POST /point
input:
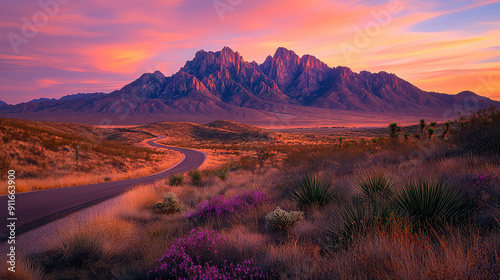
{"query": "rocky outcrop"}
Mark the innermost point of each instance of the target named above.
(222, 81)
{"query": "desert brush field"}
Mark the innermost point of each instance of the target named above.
(417, 202)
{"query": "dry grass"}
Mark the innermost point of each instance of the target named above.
(51, 155)
(24, 270)
(469, 250)
(77, 179)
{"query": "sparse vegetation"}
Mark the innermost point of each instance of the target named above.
(386, 212)
(282, 220)
(376, 187)
(431, 203)
(196, 176)
(51, 155)
(169, 205)
(176, 179)
(312, 190)
(478, 132)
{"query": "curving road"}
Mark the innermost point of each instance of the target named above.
(34, 209)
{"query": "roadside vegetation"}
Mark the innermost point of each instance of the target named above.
(388, 207)
(50, 155)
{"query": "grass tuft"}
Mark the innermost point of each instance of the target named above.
(176, 179)
(431, 203)
(312, 190)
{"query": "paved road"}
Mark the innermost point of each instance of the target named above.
(34, 209)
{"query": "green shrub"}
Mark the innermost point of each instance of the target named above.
(357, 219)
(282, 220)
(196, 176)
(478, 132)
(222, 173)
(170, 204)
(311, 190)
(431, 203)
(175, 179)
(375, 187)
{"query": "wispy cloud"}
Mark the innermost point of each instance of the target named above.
(112, 42)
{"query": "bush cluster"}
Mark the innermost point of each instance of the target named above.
(282, 220)
(197, 256)
(169, 205)
(220, 207)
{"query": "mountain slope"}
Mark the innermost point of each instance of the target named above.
(222, 85)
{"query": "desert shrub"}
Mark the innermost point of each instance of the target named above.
(375, 186)
(478, 132)
(196, 176)
(282, 220)
(197, 256)
(175, 179)
(4, 163)
(311, 190)
(222, 173)
(169, 205)
(247, 163)
(431, 203)
(357, 219)
(220, 207)
(24, 270)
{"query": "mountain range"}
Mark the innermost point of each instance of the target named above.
(215, 85)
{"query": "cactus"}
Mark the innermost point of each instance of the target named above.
(422, 127)
(431, 132)
(446, 130)
(282, 220)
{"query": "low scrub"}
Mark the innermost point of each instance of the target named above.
(312, 190)
(376, 187)
(196, 176)
(431, 203)
(198, 256)
(169, 205)
(175, 179)
(282, 220)
(358, 219)
(220, 207)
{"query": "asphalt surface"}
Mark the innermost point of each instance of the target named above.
(34, 209)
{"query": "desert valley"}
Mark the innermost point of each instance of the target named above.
(234, 139)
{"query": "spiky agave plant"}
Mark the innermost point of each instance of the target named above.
(222, 173)
(375, 186)
(176, 179)
(196, 176)
(431, 203)
(357, 219)
(311, 190)
(446, 130)
(422, 127)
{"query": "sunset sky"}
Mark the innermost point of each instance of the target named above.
(69, 46)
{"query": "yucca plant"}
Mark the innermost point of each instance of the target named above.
(311, 190)
(446, 130)
(222, 173)
(176, 179)
(422, 127)
(169, 205)
(431, 132)
(375, 186)
(282, 220)
(196, 176)
(431, 203)
(357, 219)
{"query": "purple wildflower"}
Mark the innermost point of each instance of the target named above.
(219, 207)
(195, 257)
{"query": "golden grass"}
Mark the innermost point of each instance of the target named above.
(460, 252)
(81, 178)
(24, 270)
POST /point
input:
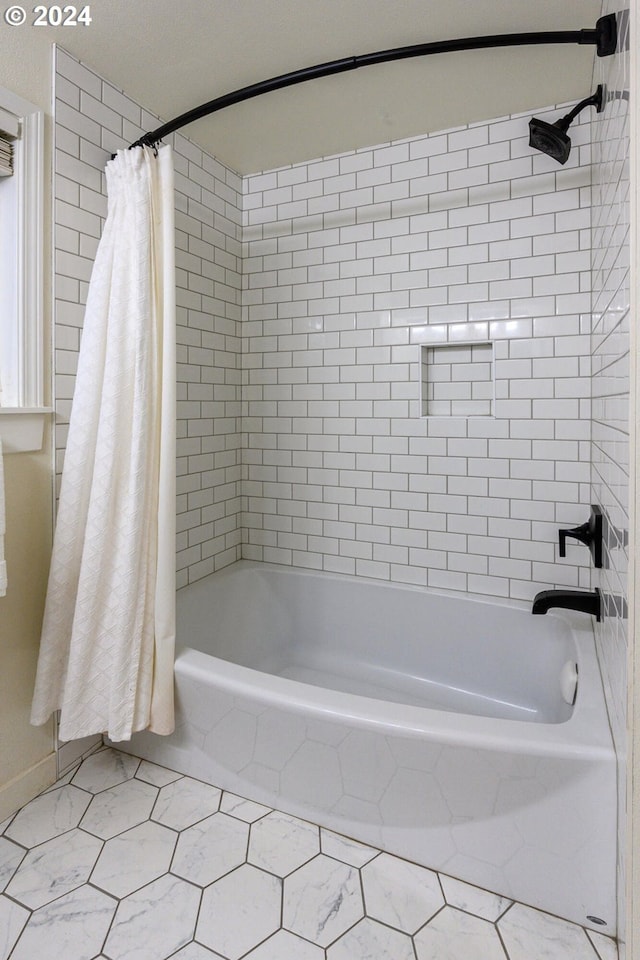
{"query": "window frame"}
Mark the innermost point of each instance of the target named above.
(22, 422)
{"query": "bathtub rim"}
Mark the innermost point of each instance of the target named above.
(585, 731)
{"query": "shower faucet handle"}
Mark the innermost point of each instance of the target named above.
(589, 533)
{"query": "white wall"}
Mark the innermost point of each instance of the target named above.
(352, 263)
(610, 389)
(93, 120)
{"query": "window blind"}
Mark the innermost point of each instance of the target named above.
(9, 130)
(6, 155)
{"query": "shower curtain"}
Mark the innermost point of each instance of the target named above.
(107, 647)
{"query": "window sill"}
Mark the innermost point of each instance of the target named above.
(22, 428)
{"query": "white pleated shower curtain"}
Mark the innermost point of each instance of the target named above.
(107, 647)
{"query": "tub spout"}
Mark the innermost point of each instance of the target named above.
(583, 600)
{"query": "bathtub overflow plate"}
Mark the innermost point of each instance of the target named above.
(569, 682)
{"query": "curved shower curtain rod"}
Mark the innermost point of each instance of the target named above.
(604, 36)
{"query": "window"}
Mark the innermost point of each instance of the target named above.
(21, 270)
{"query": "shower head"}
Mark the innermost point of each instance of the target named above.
(551, 138)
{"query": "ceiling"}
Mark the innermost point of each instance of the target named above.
(173, 55)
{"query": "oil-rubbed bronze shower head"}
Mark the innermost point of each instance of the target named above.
(551, 138)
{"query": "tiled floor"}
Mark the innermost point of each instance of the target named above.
(126, 860)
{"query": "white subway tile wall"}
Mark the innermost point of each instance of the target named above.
(354, 266)
(349, 266)
(610, 388)
(93, 120)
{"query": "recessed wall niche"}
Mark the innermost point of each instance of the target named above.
(457, 380)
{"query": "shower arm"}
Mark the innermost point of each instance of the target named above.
(603, 36)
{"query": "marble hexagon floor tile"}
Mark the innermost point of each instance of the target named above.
(131, 861)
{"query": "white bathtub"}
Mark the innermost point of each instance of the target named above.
(428, 725)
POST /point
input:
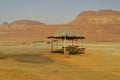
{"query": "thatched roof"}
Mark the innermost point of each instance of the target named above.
(68, 33)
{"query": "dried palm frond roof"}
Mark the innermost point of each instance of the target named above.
(67, 32)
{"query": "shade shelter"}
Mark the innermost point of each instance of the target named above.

EXERCISE INSTRUCTIONS -
Without including any picture, repeat the data exactly.

COMPLETE ANSWER -
POST /point
input:
{"query": "rocky outcrop"}
Mark the innermost point of each instance of the target named above.
(222, 81)
{"query": "desert brush field"}
Mark the innermost point of each instance of the target named above.
(417, 202)
{"query": "dry grass"}
Mark the innermost point of each instance of the target named above.
(51, 155)
(24, 270)
(469, 250)
(77, 179)
{"query": "sparse vegetation"}
Mark the innermost point of each instance of the target named above.
(386, 212)
(282, 220)
(376, 187)
(431, 203)
(196, 176)
(51, 155)
(169, 205)
(176, 179)
(312, 190)
(478, 132)
{"query": "curving road"}
Mark the innermost point of each instance of the target named above.
(34, 209)
{"query": "roadside vegetation"}
Mark the innermost point of each instance of the target named above.
(388, 207)
(50, 155)
{"query": "grass tuft"}
Mark the innermost point of each instance of the target named above.
(176, 179)
(431, 203)
(312, 190)
{"query": "paved road"}
Mark the innermost point of each instance of the target named above.
(34, 209)
{"query": "green shrub"}
Mark the innermost point of each instance of the target named above.
(357, 219)
(282, 220)
(196, 176)
(478, 132)
(222, 173)
(170, 204)
(311, 190)
(431, 203)
(175, 179)
(375, 187)
{"query": "wispy cloud"}
Mark the innermost point of each instance of the target named above.
(112, 42)
{"query": "bush cluster"}
Mark the innermost point of each instance of the target named above.
(282, 220)
(197, 256)
(169, 205)
(220, 207)
{"query": "mountain slope"}
Mark the innermost point of each instance of the target named above.
(222, 85)
{"query": "desert shrub"}
Mark the innermost point of each instance of the target named above.
(375, 186)
(478, 132)
(196, 176)
(282, 220)
(197, 256)
(175, 179)
(4, 163)
(311, 190)
(222, 173)
(169, 205)
(247, 163)
(431, 203)
(357, 219)
(220, 207)
(24, 270)
{"query": "mountain range"}
Mark the innermost point of each instance of the target named above.
(215, 85)
{"query": "cactus"}
Mark the innermost point of each instance of the target named above.
(422, 127)
(431, 132)
(446, 130)
(282, 220)
{"query": "low scrub"}
Mark the innermost point of each instance of the target named above.
(312, 190)
(376, 187)
(196, 176)
(431, 203)
(198, 256)
(169, 205)
(175, 179)
(282, 220)
(358, 219)
(220, 207)
{"query": "asphalt surface"}
Mark the innermost point of each instance of the target named above.
(34, 209)
{"query": "desert valley"}
Mark the innermost point of each instance of the target named above.
(234, 139)
{"query": "spiky agave plant"}
Mark the innermost point of each instance of the target named above.
(222, 173)
(375, 186)
(176, 179)
(196, 176)
(431, 203)
(357, 219)
(311, 190)
(446, 130)
(422, 127)
{"query": "sunset sky"}
Mark the innermost point of each instance of the target named above.
(69, 46)
{"query": "yucca plant"}
Mark the innermost point of each instance of the target named above.
(311, 190)
(446, 130)
(222, 173)
(176, 179)
(422, 127)
(169, 205)
(431, 132)
(375, 186)
(282, 220)
(196, 176)
(431, 203)
(357, 219)
{"query": "purple wildflower"}
Mark the innermost point of each instance of the target named above.
(219, 207)
(195, 257)
{"query": "golden grass"}
Mark the innermost point of each instance of the target named above.
(460, 252)
(81, 178)
(24, 270)
POST /point
input:
{"query": "window frame"}
Mark the innermost point of each instance of the target named above.
(22, 422)
{"query": "bathtub rim"}
Mark the innermost point of each instance of the target named above.
(585, 731)
{"query": "shower faucet handle"}
Mark the innermost point of each instance of the target named above.
(589, 533)
{"query": "white wall"}
Mark the innermost point of each instance of the target named above.
(352, 263)
(610, 389)
(93, 120)
{"query": "window blind"}
Mark the innermost point of each instance of the target named above.
(9, 130)
(6, 155)
{"query": "shower curtain"}
Mark the innermost point of each instance of the target named above.
(107, 647)
{"query": "window sill"}
Mark the innermost point of each instance of the target named above.
(22, 428)
{"query": "white pleated shower curtain"}
Mark the innermost point of each instance of the target named above.
(107, 647)
{"query": "tub spout"}
Mark the innermost point of each instance of the target named above.
(583, 600)
{"query": "bathtub overflow plate"}
Mark the innermost point of each instance of the target named above.
(569, 682)
{"query": "curved shower curtain rod"}
Mark the innermost point of each instance of the target named above.
(604, 36)
{"query": "window"}
Mark the innermost point of each instance of the target named above.
(21, 270)
{"query": "shower head"}
Mark the innermost point of each instance of the target named above.
(551, 138)
{"query": "ceiling"}
Mark the innermost point of each instance of the target named above.
(173, 55)
{"query": "oil-rubbed bronze shower head"}
Mark the innermost point of each instance of the target named above.
(551, 138)
{"query": "tiled floor"}
Mark the innermost point of each instance of the target named above.
(126, 860)
{"query": "white subway tile wall"}
Mark the innermost point of each instance of the target named above.
(354, 266)
(349, 266)
(610, 388)
(93, 120)
{"query": "recessed wall niche"}
Mark the innermost point of each instance of the target named above.
(457, 380)
{"query": "shower arm"}
Mark the innermost point of each instance of the target named above.
(603, 36)
{"query": "marble hexagon floor tile"}
Mark the innermost point of each instance of the target named above.
(131, 861)
{"query": "white bathtub"}
Mark the innermost point of each instance of the target named above.
(428, 725)
POST /point
input:
{"query": "thatched roof"}
Mark the innermost point of each instance of the target named above.
(68, 33)
{"query": "dried palm frond roof"}
Mark the innermost point of each instance of the target named above.
(67, 32)
{"query": "shade shelter"}
Mark the innermost point of each instance of the target named above.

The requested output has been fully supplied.